───── Selected excerpt ─────

Cytotoxic responses to 405nm light exposure in mammalian and bacterial cells: Involvement of reactive oxygen species.

Light at wavelength 405 nm is an effective bactericide. Previous studies showed that exposing mammalian cells to 405 nm light at 36 J/cm(2) (a bactericidal dose) had no significant effect on normal cell function, although at higher doses (54 J/cm(2)), mammalian cell death became evident. This research demonstrates that mammalian and bacterial cell toxicity induced by 405 nm light exposure is accompanied by reactive oxygen species production, as detected by generation of fluorescence from 6-carboxy-2',7'-dichlorodihydrofluorescein diacetate. As indicators of the resulting oxidative stress in mammalian cells, a decrease in intracellular reduced glutathione content and a corresponding increase in the efflux of oxidised glutathione were observed from 405 nm light treated cells. The mammalian cells were significantly protected from dying at 54 J/cm(2) in the presence of catalase, which detoxifies H2O2. Bacterial cells were significantly protected by sodium pyruvate (H2O2 scavenger) and by a combination of free radical scavengers (sodium pyruvate, dimethyl thiourea (OH scavenger) and catalase) at 162 and 324 J/cm(2). Results therefore suggested that the cytotoxic mechanism of 405 nm light in mammalian cells and bacteria could be oxidative stress involving predominantly H2O2 generation, with other ROS contributing to the damage.

Differential sensitivity of osteoblasts and bacterial pathogens to 405-nm light highlighting potential for decontamination applications in orthopedic surgery.

─────

### Work to complete
A. List every light dose in J/cm(2) that the 405 nm light excerpt mentions.
B. Rewrite the stretch of the 405 nm light excerpt from "Differential sensitivity of" through "in orthopedic surgery.", substituting "disinfection" for "decontamination".

───── Extracted information ─────

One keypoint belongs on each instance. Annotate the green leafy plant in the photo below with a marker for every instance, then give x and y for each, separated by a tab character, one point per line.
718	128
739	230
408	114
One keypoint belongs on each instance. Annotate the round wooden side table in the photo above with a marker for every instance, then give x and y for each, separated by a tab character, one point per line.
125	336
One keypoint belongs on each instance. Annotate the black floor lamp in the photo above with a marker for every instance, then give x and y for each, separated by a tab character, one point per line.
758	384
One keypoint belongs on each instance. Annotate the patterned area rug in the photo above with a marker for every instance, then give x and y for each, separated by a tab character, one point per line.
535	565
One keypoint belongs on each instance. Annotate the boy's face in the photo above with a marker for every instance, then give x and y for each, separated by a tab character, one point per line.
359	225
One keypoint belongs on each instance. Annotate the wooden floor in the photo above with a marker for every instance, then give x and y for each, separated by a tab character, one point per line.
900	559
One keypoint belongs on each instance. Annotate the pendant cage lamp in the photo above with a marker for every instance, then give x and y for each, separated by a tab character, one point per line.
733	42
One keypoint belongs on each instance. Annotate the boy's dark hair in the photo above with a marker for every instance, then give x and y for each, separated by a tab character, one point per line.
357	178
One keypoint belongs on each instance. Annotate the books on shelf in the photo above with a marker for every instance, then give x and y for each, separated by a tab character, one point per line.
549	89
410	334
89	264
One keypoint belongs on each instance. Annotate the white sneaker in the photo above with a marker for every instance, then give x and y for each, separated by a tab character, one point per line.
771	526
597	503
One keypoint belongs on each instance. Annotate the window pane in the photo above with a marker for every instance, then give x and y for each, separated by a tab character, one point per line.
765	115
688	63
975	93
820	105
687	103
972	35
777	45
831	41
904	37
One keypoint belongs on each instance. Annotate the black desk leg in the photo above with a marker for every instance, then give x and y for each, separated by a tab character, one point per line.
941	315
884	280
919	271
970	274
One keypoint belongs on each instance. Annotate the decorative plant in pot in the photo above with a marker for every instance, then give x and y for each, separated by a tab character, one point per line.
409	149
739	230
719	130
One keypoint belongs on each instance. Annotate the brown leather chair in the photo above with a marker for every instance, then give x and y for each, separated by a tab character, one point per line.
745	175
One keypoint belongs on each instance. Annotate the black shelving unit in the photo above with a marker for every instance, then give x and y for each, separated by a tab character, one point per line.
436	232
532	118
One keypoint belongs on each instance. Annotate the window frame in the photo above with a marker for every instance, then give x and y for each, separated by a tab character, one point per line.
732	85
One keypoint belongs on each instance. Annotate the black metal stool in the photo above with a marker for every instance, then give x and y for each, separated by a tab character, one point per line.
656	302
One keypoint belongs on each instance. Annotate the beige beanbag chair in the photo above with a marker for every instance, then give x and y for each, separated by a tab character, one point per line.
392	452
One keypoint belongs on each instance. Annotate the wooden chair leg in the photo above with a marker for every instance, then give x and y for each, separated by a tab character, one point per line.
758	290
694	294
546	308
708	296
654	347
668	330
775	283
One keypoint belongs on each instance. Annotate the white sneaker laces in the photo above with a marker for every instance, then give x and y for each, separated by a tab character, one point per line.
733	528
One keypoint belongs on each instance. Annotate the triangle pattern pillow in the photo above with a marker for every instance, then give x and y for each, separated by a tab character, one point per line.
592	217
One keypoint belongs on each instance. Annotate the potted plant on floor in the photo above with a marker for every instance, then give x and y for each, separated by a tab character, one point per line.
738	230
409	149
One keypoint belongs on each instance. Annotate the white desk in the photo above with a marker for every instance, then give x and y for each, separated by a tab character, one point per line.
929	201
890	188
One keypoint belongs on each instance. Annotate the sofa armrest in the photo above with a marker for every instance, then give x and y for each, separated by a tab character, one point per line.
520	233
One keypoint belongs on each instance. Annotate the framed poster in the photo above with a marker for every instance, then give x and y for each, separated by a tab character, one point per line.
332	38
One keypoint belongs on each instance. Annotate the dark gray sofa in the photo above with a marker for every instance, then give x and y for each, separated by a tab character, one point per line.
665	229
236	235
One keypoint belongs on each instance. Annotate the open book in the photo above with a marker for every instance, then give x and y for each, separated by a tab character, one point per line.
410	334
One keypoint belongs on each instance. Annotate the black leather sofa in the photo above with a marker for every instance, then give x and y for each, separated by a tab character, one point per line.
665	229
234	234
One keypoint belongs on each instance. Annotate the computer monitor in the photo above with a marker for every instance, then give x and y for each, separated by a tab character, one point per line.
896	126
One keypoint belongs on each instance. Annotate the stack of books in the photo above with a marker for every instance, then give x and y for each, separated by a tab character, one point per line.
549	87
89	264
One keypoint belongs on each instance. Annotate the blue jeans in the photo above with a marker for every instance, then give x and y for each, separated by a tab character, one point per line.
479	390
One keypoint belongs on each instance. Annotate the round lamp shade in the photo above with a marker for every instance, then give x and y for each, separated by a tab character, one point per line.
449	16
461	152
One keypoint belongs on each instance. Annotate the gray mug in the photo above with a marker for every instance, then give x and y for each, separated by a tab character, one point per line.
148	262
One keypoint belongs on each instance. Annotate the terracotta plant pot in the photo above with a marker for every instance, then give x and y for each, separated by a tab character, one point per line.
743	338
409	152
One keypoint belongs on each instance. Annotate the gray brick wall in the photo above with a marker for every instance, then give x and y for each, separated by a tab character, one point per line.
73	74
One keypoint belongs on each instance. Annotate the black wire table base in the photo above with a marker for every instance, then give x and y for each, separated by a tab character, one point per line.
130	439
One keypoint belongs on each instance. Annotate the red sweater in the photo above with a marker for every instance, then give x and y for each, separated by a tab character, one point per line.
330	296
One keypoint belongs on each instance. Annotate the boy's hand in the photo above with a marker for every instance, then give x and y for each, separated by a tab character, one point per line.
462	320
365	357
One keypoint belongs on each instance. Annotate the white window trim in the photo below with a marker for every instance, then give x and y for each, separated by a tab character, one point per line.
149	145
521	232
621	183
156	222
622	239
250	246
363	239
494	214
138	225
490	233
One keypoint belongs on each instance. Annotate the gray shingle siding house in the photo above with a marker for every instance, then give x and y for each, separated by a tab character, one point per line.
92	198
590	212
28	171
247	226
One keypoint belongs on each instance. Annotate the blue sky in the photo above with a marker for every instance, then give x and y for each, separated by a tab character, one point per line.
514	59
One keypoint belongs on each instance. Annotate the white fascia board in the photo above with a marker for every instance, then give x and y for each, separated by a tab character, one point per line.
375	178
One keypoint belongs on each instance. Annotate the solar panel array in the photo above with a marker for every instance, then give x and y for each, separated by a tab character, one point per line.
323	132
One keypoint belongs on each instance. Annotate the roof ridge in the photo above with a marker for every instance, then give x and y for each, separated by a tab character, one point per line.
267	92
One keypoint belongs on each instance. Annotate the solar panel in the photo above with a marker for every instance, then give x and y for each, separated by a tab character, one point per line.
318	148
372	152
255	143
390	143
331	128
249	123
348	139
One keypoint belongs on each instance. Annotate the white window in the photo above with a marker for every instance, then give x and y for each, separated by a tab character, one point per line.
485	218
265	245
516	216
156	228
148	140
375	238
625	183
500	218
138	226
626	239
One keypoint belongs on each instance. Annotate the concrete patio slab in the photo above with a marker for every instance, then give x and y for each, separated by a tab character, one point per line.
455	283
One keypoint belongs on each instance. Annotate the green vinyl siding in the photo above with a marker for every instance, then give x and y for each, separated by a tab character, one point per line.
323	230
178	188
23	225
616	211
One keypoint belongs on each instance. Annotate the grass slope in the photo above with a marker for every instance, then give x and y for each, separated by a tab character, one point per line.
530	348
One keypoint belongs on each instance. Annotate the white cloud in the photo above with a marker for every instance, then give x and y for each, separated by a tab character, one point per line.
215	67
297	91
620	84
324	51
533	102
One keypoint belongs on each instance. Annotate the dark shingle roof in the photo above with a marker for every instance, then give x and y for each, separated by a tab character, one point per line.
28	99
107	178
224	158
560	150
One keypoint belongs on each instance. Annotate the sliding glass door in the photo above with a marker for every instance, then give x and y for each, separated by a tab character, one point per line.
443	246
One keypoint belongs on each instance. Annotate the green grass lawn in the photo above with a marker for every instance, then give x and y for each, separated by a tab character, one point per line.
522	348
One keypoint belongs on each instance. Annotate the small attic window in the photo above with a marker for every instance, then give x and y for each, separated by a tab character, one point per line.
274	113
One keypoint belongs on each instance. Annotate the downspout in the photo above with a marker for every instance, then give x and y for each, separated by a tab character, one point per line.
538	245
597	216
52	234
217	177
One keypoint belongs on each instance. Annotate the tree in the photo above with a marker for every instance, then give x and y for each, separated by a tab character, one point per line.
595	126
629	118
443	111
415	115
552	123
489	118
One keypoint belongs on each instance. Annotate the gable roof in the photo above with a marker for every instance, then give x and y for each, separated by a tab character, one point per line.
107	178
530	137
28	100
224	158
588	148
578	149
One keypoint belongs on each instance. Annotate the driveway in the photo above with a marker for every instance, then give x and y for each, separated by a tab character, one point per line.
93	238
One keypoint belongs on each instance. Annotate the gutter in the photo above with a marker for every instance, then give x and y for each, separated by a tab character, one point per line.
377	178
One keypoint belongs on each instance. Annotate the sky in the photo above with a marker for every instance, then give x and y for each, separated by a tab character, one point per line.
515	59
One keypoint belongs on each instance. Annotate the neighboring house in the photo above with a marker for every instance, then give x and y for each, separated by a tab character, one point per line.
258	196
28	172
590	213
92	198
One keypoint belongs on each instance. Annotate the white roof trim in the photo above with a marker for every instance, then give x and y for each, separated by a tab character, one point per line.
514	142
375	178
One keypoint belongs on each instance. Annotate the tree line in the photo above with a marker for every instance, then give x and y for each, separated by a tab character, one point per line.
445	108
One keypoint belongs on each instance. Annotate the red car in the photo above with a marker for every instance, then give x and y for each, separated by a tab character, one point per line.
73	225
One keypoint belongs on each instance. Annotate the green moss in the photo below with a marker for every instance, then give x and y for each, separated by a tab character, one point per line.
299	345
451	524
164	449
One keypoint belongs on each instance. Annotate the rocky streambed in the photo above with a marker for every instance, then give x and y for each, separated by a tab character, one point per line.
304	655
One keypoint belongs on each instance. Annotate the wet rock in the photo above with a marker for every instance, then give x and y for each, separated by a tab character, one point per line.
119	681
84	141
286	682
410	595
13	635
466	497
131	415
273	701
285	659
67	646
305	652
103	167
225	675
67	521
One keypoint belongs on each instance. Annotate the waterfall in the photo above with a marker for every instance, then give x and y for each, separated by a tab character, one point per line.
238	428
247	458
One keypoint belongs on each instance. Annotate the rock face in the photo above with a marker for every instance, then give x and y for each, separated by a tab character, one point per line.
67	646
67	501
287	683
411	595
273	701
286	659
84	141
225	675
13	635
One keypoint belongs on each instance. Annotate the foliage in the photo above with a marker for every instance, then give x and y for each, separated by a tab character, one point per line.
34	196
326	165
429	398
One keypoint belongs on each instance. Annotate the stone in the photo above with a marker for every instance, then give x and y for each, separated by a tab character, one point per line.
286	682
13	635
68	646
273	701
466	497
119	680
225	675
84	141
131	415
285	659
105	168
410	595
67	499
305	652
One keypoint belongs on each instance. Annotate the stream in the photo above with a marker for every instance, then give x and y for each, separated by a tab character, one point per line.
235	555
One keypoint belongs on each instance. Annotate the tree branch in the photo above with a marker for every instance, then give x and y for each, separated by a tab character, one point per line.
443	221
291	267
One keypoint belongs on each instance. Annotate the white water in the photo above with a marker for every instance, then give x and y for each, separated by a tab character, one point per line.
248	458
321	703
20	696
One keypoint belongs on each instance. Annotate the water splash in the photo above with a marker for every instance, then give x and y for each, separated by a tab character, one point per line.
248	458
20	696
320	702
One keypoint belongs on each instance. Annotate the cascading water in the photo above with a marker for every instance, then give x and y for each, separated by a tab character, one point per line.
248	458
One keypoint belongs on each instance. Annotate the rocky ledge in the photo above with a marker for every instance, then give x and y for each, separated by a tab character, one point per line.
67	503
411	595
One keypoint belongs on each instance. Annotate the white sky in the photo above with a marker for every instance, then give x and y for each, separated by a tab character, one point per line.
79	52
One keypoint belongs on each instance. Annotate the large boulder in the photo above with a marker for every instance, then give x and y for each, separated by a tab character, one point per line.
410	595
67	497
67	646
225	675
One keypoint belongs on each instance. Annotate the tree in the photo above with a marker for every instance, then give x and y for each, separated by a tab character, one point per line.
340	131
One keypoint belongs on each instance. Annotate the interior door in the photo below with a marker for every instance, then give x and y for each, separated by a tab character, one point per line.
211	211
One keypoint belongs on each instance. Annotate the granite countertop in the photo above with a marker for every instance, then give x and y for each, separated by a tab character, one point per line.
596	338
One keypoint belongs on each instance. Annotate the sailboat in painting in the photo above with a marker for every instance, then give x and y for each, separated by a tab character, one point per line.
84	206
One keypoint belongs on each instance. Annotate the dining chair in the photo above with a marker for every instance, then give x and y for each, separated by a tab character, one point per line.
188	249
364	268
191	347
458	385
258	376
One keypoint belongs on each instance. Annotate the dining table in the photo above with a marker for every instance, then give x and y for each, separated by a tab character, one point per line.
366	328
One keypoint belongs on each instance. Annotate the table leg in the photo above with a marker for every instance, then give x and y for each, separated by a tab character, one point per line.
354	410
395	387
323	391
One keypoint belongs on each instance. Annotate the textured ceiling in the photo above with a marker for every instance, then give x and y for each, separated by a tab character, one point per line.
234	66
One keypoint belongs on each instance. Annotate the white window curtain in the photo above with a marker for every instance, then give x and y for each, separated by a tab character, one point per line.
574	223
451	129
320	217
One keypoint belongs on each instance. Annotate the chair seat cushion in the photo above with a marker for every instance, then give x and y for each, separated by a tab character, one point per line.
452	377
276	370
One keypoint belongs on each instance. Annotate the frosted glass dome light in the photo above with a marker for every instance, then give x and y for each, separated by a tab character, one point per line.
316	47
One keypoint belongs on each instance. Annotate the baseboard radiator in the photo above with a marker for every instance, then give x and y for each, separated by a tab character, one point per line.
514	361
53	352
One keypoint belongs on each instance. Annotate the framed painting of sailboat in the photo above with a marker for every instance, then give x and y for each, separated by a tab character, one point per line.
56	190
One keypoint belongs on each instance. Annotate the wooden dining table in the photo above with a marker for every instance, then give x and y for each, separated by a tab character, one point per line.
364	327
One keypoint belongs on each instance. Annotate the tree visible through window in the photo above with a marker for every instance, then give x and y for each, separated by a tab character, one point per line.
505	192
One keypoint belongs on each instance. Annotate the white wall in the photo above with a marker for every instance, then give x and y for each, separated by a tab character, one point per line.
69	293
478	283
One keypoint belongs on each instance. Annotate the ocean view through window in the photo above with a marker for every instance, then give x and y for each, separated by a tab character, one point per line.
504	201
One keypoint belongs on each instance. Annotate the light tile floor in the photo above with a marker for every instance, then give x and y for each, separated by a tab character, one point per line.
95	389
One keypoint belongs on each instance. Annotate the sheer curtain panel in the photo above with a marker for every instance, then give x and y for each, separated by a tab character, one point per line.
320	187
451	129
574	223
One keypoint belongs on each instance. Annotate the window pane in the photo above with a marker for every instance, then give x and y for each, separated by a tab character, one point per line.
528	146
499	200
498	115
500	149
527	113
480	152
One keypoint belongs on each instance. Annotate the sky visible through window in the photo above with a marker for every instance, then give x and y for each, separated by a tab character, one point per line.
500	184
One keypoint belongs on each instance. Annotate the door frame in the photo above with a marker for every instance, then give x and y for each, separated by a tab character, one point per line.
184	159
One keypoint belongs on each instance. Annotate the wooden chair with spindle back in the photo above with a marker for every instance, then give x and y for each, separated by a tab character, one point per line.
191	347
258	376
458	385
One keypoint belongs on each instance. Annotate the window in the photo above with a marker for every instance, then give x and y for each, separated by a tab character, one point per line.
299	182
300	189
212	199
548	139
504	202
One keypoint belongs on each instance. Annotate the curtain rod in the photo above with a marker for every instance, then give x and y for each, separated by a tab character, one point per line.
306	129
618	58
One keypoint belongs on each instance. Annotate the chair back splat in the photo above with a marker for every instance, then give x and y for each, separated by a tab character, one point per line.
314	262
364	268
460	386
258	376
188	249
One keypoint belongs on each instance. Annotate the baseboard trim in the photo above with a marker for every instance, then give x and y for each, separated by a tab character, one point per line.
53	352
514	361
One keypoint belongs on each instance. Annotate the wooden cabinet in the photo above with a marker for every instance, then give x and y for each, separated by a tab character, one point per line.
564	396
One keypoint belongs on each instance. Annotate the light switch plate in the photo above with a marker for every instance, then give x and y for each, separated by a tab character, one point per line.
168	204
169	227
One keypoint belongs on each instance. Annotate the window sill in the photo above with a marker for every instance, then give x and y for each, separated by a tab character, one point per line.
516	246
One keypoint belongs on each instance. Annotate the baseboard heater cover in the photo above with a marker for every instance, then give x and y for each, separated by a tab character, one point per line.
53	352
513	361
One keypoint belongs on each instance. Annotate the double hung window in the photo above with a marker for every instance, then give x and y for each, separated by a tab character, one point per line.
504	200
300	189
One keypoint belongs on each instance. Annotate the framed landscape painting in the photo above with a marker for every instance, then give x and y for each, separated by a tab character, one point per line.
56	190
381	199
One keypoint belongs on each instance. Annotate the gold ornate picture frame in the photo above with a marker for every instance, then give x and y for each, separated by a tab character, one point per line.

─────

### Exercise answers
A. 36 J/cm(2), 54 J/cm(2), 162 J/cm(2), 324 J/cm(2)

B.
Differential sensitivity of osteoblasts and bacterial pathogens to 405-nm light highlighting potential for disinfection applications in orthopedic surgery.